▸ SELECTED PASSAGE:

2022 Election, Elections, Featured, Gold Dome, Pueblo, Pueblo County, Sherrie Peif

Senate District 3 candidate campaigning as pro-choice previously supported pro-life cause

PUEBLO — The Democrat running for Colorado’s State Senate District 3 is leaving some Pueblo-area voters scratching their heads trying to determine if he is pro-life or pro-choice on abortion, a topic that has been the focus for Democrats in most every political race in America since the US Supreme Court overturned Roe v. Wade.

Some don’t know if Nick Hinrichsen is really the pro-choice candidate he’s campaigning as, since both he and his wife, former House District 47 Rep. Bri Buentello, have in the past led the Pueblo community to believe they are pro-life.

Hinrichsen, who was appointed to the SD-3 seat in February 2022 to replace Leroy Garcia, after Garcia took a position at the Pentagon, is on record in this election saying men shouldn’t have an opinion on the medical decisions women make regarding their own bodies, and he has pledged to support continuing access to abortion if elected.

He most recently took part in a protest at A Caring Pregnancy Center (ACPC) in Pueblo. The center works with pregnant women, providing resources they need to give birth rather than get an abortion.

However, in 2018 when Buentello was running for House District 47 everything was much different. In fact, the Executive Director at ACPC, Tamra Axworthy, told Complete Colorado that Hinrichsen and Buentello were allies of the center, with Hinrichsen even donating to a fundraiser held on behalf of ACPC.

Axworthy said Buentello came into the center during her election run in 2018, presenting herself as a pro-life Democrat. She befriended Axworthy and in return, Axworthy introduced her to friends of hers inside the Republican Party.

HD-47 has traditionally been held by more conservative, prolife representatives, Axworthy said.

“She was trying to appeal to moderate conservatives,” Axworthy said, adding they were not close friends but would spend time together on occasion. “I introduced her to a bunch of people.”

It was around that time that ACPC hosted the “Walk for Life” to raise money for the center. It was a peer-to-peer fundraiser, so participants solicited money from family and personal friends, including Hinrichsen, who donated to Axworthy.

“We all worked together to help (Buentello’s) campaign, getting her connected to pro-life people,” Axworthy said. “I’m wondering what his stance really is.”

A request for comment from the Hinrichsen campaign has not been returned.

▸ DATA LISTING:

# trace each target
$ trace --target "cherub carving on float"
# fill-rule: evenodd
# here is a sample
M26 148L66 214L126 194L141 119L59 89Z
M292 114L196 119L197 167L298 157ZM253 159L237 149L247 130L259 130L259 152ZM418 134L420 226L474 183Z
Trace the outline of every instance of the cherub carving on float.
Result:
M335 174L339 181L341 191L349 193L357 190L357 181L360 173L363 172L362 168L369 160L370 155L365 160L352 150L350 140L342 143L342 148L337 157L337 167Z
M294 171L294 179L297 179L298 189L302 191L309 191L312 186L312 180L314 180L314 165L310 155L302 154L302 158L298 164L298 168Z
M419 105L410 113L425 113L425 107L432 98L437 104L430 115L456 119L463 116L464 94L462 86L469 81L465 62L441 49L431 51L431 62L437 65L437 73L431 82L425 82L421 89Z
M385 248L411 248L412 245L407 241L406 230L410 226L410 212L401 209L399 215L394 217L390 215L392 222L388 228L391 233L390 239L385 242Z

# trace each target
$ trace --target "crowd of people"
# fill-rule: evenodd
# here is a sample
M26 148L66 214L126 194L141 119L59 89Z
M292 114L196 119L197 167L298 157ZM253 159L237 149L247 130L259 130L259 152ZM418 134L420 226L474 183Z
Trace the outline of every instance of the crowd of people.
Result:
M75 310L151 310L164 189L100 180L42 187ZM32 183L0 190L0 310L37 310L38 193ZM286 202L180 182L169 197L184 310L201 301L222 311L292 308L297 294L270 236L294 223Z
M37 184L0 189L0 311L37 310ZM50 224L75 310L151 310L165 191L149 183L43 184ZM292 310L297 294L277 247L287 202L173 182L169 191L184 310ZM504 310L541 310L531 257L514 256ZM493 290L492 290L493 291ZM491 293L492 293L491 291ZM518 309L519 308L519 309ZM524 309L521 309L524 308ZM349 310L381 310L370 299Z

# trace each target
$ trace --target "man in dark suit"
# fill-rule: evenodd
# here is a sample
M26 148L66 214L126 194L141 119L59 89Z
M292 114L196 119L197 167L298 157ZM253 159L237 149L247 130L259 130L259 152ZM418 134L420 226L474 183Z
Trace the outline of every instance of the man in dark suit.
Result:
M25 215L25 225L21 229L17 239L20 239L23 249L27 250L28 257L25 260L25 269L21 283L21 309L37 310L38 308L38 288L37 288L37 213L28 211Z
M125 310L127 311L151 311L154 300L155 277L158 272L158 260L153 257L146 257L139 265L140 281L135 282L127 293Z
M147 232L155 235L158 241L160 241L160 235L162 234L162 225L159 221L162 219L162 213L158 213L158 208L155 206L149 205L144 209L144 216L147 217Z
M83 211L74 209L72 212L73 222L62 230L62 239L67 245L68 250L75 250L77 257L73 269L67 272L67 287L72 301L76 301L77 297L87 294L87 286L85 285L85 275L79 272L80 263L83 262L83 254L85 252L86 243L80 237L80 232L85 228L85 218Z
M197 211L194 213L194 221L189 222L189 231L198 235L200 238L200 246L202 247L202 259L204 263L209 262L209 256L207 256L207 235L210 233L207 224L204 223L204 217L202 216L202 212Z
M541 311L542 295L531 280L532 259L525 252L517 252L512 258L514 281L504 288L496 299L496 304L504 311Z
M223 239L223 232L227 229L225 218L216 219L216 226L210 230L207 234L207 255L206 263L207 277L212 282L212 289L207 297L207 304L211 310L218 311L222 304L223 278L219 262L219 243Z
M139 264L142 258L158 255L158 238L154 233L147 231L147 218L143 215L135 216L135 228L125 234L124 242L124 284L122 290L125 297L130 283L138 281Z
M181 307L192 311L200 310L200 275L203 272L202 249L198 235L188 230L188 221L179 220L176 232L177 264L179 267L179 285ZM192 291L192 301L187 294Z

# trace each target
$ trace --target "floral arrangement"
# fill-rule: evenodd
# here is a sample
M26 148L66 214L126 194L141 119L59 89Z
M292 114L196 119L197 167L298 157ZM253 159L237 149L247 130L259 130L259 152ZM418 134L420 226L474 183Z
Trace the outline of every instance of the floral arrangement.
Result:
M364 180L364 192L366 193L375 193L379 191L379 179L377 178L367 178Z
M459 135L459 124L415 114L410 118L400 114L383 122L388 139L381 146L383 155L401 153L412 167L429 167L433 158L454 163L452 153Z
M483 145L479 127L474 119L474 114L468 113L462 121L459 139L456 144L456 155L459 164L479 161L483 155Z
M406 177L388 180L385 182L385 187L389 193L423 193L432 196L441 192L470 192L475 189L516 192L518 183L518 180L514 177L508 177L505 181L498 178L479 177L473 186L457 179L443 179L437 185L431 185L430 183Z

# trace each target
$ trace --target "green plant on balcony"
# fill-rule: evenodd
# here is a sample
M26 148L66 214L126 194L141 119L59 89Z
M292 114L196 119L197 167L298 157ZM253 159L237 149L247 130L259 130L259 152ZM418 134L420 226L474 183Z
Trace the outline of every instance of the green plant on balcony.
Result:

▸ REQUIRED TASKS:
1) Return everything in the Senate District 3 article from "Senate District 3 candidate" down to "they are pro-life.", copied word for word.
2) Summarize the Senate District 3 article in two sentences.

▸ ANSWERS FOR THE EXERCISE:
1)
Senate District 3 candidate campaigning as pro-choice previously supported pro-life cause

PUEBLO — The Democrat running for Colorado’s State Senate District 3 is leaving some Pueblo-area voters scratching their heads trying to determine if he is pro-life or pro-choice on abortion, a topic that has been the focus for Democrats in most every political race in America since the US Supreme Court overturned Roe v. Wade.

Some don’t know if Nick Hinrichsen is really the pro-choice candidate he’s campaigning as, since both he and his wife, former House District 47 Rep. Bri Buentello, have in the past led the Pueblo community to believe they are pro-life.

2) Nick Hinrichsen, the Democrat running for Colorado's State Senate District 3, is campaigning as pro-choice and recently took part in a protest at A Caring Pregnancy Center in Pueblo. The center's executive director, Tamra Axworthy, said that in 2018 he and his wife, Bri Buentello, were allies of the center, with Buentello presenting herself as a pro-life Democrat and Hinrichsen donating to a fundraiser held on the center's behalf.